_Assignment:_
Answer these questions from the article on Chipotle's first-quarter results.
(a) What restaurant-level operating margin did Chipotle report for the first quarter?
(b) What was Chipotle's net income for the quarter, including the per-share figure?
(c) What positions does Brian Niccol hold at Chipotle?

═════ Document extract ═════

Higher wages and food costs cut into Chipotle Mexican Grill’s restaurant-level margins, despite increases to menu prices and lower delivery expenses, the company said Tuesday.
For the first quarter ended March 31, Chipotle said its restaurant level operating margin was 20.7%, down from 22.3% in the first quarter last year. Food, beverage and packaging costs were 31% of total revenue, an increase of 100 basis points over Q1 2021.
Across the industry, restaurants are facing higher costs as a result of lingering COVID-related supply challenges and the war in Ukraine.
Still, the Newport Beach, Calif.-based chain said same-store sales increased 9% for the quarter, and total revenue increased 16% to $2 billion. Net income for the quarter was $158.3 million, or $5.59 per share, compared with $127.1 million, or $4.52 per share, a year ago.
“Chipotle’s performance in the first quarter was strong, despite challenges from the Omicron variant and on-going inflation,” said Brian Niccol, Chipotle’s chair and CEO, in a statement. “Our investments in people, coupled with our digital system and commitment to culinary driven by Food With Integrity resulted in serving more guests at our restaurants with excellence.”

═════ Recorded information ═════

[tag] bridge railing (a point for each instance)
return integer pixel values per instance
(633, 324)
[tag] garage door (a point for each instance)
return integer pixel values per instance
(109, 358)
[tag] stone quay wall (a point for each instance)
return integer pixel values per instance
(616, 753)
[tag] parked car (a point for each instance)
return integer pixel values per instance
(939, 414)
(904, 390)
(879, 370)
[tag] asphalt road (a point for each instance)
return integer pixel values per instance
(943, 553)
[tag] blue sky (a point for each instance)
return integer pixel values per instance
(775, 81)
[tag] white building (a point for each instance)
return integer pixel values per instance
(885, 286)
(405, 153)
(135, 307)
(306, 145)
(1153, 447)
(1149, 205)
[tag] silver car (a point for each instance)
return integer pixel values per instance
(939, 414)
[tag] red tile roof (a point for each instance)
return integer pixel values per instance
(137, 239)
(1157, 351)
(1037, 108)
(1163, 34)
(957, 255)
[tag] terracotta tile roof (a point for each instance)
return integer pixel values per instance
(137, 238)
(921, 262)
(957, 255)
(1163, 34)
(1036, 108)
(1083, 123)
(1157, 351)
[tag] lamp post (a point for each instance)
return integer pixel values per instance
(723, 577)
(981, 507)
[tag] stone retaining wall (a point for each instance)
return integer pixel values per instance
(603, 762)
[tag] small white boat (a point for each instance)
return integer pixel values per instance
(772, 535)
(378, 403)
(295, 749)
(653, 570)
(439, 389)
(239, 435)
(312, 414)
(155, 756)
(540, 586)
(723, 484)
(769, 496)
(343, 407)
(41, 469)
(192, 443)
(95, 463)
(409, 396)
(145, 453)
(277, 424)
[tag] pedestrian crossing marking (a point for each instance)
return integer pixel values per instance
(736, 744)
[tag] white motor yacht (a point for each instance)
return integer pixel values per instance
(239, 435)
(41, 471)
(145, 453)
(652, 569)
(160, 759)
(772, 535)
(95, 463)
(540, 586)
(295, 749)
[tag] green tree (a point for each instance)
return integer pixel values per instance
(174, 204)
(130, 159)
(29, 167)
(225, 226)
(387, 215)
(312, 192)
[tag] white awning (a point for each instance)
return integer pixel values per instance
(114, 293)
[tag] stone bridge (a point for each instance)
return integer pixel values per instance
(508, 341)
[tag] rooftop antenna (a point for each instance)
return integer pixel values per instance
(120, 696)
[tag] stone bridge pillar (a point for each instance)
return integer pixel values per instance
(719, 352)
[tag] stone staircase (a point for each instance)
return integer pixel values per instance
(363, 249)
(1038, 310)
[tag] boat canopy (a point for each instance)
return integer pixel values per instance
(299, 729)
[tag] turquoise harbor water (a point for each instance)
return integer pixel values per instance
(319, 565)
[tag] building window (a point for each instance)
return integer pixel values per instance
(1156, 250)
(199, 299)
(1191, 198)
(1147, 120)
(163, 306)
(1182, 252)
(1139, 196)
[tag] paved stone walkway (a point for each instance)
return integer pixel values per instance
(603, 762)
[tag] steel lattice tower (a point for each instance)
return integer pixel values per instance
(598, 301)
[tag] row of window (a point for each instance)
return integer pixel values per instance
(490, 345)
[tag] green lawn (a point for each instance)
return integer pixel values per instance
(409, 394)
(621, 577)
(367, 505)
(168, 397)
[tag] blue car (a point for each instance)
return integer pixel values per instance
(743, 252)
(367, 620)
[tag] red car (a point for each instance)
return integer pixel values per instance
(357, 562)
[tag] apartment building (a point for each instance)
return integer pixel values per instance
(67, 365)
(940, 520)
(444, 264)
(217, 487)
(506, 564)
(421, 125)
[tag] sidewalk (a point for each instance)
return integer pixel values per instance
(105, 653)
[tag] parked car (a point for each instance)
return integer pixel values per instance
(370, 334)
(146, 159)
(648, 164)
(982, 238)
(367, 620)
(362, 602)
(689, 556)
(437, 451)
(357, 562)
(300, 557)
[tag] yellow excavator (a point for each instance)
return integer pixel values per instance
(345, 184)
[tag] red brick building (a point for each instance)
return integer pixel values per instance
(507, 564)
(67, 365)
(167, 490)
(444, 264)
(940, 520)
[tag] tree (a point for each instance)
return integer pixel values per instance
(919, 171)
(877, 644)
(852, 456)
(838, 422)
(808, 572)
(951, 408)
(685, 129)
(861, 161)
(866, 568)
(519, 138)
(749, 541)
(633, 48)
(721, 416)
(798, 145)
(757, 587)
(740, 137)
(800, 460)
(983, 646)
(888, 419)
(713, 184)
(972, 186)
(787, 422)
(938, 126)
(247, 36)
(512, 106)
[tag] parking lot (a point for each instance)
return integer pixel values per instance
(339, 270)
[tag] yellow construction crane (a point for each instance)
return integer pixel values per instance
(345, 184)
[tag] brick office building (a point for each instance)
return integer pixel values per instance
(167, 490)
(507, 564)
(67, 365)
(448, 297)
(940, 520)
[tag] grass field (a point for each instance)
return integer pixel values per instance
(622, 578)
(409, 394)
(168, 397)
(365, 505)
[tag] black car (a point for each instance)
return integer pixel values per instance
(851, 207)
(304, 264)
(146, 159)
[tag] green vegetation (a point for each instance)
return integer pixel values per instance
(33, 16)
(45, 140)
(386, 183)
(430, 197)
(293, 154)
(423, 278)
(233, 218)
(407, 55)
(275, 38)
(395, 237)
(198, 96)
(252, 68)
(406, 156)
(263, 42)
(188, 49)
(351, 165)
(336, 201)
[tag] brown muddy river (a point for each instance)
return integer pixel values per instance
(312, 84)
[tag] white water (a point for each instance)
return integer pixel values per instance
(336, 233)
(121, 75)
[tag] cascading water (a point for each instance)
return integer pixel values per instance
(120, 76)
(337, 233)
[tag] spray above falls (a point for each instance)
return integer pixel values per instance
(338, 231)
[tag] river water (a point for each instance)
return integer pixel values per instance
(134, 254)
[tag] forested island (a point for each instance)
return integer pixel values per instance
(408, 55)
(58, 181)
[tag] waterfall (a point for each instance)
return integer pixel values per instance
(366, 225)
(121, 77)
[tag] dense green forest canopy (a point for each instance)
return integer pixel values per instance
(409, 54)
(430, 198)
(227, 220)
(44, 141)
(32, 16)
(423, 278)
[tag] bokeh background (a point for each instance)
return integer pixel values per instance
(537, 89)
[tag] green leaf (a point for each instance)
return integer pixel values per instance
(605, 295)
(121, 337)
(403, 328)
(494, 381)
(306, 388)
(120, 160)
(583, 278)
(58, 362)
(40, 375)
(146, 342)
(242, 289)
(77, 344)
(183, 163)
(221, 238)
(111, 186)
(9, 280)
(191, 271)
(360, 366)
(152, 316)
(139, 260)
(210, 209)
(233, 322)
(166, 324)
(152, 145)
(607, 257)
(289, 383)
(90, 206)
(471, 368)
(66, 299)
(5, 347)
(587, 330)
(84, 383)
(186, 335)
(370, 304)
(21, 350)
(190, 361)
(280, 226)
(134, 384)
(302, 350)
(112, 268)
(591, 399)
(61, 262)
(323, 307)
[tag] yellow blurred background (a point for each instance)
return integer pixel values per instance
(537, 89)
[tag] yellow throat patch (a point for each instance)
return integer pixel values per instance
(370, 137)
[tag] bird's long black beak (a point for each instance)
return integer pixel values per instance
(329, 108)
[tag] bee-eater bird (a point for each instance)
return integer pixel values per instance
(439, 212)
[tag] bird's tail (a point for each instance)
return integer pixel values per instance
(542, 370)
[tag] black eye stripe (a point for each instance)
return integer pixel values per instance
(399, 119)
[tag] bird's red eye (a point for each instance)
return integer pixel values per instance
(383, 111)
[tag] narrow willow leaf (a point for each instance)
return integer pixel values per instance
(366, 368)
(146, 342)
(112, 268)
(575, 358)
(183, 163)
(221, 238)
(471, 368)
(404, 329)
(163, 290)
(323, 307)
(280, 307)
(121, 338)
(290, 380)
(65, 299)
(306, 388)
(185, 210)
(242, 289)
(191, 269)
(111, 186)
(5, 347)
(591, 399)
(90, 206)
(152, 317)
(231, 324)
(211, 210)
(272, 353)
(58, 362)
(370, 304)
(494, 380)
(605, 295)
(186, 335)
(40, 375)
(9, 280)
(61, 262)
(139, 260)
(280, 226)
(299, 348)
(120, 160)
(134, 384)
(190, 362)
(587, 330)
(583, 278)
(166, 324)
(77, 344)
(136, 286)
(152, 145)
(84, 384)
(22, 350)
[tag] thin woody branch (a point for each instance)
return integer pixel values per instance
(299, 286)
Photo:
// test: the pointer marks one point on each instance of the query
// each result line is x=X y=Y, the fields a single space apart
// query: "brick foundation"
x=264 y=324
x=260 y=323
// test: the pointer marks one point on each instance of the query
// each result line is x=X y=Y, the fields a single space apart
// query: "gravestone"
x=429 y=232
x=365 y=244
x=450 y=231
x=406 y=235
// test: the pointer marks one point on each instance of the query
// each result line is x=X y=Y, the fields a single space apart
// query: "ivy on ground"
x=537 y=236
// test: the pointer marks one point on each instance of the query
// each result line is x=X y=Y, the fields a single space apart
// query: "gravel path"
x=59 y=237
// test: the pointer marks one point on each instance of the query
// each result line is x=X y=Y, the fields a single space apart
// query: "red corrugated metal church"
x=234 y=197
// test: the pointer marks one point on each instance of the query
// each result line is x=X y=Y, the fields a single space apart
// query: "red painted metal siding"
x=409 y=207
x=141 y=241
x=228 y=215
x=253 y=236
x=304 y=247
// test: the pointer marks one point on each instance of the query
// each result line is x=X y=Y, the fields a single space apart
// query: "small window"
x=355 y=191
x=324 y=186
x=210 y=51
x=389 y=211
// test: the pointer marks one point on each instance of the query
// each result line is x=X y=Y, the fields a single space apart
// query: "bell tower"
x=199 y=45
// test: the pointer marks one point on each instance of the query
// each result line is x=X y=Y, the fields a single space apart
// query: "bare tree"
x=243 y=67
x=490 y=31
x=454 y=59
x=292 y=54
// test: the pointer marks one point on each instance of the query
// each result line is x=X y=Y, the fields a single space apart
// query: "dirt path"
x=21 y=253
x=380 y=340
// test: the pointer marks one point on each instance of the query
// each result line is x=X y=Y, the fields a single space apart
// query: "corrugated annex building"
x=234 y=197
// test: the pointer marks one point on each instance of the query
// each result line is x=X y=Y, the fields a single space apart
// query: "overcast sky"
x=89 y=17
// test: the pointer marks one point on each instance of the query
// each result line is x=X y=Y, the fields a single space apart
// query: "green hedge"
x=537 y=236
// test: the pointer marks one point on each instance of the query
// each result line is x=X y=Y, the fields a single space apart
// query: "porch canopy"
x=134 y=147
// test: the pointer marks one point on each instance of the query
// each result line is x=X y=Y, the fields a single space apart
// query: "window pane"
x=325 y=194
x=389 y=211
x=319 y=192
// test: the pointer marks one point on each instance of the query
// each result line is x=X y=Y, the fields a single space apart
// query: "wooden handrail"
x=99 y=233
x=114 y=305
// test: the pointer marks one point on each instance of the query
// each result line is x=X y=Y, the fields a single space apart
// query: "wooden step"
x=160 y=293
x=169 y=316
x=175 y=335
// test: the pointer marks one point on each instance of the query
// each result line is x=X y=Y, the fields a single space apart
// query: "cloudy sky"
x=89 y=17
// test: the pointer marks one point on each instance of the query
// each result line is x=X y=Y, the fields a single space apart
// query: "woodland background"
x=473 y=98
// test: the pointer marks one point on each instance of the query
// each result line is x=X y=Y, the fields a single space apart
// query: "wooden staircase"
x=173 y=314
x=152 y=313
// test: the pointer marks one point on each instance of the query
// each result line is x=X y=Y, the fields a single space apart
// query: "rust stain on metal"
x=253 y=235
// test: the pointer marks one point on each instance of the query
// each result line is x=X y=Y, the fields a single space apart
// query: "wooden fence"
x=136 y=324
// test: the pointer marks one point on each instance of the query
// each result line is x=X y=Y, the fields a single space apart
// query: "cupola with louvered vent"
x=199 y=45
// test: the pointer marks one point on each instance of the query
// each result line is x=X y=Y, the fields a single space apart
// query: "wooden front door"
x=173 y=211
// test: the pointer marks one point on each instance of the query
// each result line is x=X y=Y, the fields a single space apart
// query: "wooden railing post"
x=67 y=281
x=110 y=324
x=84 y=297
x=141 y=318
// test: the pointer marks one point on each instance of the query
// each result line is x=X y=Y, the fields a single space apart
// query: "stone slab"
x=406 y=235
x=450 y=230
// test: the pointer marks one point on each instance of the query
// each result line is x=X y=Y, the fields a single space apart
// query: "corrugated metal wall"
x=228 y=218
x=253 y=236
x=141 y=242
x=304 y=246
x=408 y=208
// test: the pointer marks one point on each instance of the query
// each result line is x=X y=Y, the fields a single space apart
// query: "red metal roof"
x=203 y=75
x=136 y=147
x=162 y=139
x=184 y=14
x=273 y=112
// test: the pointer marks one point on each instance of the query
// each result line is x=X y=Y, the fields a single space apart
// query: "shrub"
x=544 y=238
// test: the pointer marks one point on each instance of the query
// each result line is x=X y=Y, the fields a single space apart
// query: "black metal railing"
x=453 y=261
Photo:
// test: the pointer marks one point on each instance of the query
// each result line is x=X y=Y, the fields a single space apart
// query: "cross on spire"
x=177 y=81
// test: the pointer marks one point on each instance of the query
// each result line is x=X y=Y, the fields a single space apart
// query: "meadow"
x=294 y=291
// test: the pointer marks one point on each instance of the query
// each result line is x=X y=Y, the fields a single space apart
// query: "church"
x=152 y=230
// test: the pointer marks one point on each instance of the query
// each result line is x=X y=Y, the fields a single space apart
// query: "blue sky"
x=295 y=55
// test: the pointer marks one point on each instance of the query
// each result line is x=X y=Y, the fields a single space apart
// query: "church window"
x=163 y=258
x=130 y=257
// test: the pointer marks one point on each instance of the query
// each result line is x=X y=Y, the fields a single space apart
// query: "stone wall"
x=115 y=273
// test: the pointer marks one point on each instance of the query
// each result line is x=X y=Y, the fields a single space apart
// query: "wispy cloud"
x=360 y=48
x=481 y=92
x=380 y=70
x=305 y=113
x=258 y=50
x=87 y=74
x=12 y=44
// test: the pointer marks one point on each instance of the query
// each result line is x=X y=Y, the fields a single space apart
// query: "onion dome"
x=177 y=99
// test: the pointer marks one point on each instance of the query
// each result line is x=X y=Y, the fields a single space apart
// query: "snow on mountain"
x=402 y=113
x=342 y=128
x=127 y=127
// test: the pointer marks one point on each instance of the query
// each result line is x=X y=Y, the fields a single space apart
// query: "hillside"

═════

_Exercise answer:_
(a) 20.7%
(b) $158.3 million, or $5.59 per share
(c) Chair and CEO